How green is my alley
By Tracey Coveart/The Scugog Standard

Is it just me or does anyone else feel the current pesticide ban was perhaps a little ill-conceived? I used to have a beautiful, lush lawn. Now, I have a beautiful, lush dandelion patch.

There was a time when I would have considered this a selling feature. At one of our country homes I deliberately cultivated knee-high weeds because they were a haven for bees. And you know what’ll happen if bees go extinct, right? Scientists predict we’ll last two years before we starve to death.

I raised bumblebees when I was a student at the University of Toronto. My zoology professor was a bee researcher/keeper and he had an apiary in his office. He left the windows open and the bumbles would just come and go as they pleased, flying out to do their work and back in, with pollen sacks bulging, to feed their colony. I developed quite an affinity for them and to this day I speak to them fondly as they buzz past me. I was never stung; not while balancing on a ladder with my head in the cherry blossoms harvesting queens from the uppermost branches or removing the cozy pollinators from their special nesting boxes with a pair of tweezers so we could change their bedding. And I learned a terrific party trick along the way. Because the drones don’t sting, my fellow apiologists would fill their mouths with a handful of fuzzy males and then open wide to say hello, spilling insects into the room, much to the startlement of the other guests. They were a fun bunch of guys.

Material

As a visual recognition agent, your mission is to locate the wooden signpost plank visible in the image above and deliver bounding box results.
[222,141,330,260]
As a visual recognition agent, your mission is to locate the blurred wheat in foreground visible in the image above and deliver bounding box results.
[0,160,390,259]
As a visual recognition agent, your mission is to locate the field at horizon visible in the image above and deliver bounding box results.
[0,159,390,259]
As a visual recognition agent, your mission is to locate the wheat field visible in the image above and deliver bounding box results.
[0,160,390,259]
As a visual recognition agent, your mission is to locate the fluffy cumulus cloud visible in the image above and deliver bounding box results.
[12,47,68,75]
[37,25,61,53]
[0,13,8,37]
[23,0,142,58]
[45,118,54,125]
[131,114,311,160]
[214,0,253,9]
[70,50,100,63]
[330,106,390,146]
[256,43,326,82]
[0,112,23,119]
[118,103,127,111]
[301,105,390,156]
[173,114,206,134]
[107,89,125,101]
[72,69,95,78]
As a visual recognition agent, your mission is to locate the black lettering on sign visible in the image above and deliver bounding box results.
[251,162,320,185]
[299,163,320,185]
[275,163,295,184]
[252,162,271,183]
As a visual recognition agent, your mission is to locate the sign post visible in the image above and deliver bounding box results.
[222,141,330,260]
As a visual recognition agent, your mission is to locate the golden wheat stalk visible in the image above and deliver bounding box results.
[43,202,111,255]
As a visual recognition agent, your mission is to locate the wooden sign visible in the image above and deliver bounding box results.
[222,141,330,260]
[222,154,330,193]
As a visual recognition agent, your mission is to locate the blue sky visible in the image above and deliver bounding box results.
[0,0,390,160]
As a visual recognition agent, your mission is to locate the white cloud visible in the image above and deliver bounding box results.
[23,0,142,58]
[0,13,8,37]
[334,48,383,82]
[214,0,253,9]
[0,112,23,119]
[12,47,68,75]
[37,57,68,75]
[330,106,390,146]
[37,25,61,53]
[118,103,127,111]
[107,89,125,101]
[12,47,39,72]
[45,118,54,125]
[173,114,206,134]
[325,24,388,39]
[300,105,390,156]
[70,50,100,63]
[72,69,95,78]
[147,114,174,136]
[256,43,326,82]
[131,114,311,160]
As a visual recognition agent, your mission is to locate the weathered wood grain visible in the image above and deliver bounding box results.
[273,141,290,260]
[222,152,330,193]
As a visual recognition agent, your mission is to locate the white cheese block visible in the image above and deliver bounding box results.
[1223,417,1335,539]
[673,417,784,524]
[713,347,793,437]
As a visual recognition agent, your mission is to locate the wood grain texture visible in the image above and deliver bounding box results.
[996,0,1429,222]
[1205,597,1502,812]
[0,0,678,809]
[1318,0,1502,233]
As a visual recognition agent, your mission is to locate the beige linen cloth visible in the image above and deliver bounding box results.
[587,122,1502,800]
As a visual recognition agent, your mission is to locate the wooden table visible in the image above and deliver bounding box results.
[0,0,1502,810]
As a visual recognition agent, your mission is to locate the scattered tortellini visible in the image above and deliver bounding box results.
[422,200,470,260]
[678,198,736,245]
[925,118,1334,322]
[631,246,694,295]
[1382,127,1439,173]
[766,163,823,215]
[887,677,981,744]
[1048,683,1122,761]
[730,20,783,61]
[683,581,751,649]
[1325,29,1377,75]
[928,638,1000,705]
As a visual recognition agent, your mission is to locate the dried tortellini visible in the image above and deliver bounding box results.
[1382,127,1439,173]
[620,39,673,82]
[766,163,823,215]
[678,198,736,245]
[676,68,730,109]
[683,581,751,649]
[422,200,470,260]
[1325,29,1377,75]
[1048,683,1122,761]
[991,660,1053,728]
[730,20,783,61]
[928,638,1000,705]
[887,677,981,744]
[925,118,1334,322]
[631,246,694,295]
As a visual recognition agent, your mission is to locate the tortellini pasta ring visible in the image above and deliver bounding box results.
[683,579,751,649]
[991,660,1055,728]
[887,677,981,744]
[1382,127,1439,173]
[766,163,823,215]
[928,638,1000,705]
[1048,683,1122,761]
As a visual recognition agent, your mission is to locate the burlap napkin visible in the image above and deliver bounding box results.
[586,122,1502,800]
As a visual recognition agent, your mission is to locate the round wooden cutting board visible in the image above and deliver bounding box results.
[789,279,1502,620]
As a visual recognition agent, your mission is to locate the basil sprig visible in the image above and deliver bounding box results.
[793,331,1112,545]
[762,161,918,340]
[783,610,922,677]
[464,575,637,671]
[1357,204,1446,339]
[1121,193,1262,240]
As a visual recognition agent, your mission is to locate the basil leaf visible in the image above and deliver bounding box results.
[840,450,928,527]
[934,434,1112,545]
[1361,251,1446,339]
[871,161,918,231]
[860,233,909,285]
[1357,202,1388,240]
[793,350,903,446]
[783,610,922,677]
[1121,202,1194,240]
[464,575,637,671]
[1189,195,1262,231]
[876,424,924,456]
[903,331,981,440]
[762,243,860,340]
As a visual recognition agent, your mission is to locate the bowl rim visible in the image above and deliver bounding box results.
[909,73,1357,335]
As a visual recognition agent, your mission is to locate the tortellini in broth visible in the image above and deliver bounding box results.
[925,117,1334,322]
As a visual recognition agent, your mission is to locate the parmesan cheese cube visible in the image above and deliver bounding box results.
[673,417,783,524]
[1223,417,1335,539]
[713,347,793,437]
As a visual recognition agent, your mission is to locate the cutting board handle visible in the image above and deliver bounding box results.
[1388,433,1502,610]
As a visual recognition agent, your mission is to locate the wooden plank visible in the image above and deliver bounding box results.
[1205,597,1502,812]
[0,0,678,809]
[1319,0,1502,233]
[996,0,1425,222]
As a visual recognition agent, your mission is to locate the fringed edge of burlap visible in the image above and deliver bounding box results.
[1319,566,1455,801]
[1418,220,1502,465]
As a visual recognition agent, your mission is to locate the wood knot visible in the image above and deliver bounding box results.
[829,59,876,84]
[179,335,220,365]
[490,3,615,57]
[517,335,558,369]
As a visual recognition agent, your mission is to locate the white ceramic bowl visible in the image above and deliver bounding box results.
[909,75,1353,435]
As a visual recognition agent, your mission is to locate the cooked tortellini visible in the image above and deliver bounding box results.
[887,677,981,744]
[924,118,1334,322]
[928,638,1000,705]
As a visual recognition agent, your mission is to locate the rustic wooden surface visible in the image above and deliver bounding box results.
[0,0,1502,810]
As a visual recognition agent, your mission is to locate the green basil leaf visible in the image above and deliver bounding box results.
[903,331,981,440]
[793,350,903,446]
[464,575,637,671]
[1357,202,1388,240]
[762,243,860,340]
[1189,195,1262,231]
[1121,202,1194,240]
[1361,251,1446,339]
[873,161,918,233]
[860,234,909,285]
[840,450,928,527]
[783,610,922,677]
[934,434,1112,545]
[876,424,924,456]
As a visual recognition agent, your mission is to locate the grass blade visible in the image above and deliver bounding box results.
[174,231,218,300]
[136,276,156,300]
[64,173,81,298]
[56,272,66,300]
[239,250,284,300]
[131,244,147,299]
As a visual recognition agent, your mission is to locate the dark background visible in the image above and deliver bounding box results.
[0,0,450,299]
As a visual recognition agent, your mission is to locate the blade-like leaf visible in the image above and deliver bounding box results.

Work to be completed
Pick up the column about the pesticide ban and bumblebees right after "They were a fun bunch of guys." and write the next few paragraphs.

The result
I transferred this love of bees to my ‘estate lot’ outside of Ottawa and while I was thrilled with the wild sanctuary I created and proud that I was doing my part to save humankind, my neighbours - with their immaculate lawns carved into checkerboard patterns - didn’t share my passion for urban wilderness or appreciate my civic-mindedness. So disdainful were they of my colourful ecolawn that I was eventually strong-armed into buying a riding lawn tractor. Unfortunately for the bees, I learned to love that, too, and spent hours manicuring my two acres with my mighty blade.

When I moved to Whitby, I made the natural leap onto the pesticide bandwagon and mowed my suburban postage stamp on a diagonal like a good little neighbour.

I didn’t like the idea of pesticide use, but I didn’t like the idea of being ostracized, either. So when that green and yellow truck drove into the neighbourhood to spray our slice of cookie-cutter heaven, I grabbed the kids and hightailed it for the countryside, where things smelled like manure not brain poison.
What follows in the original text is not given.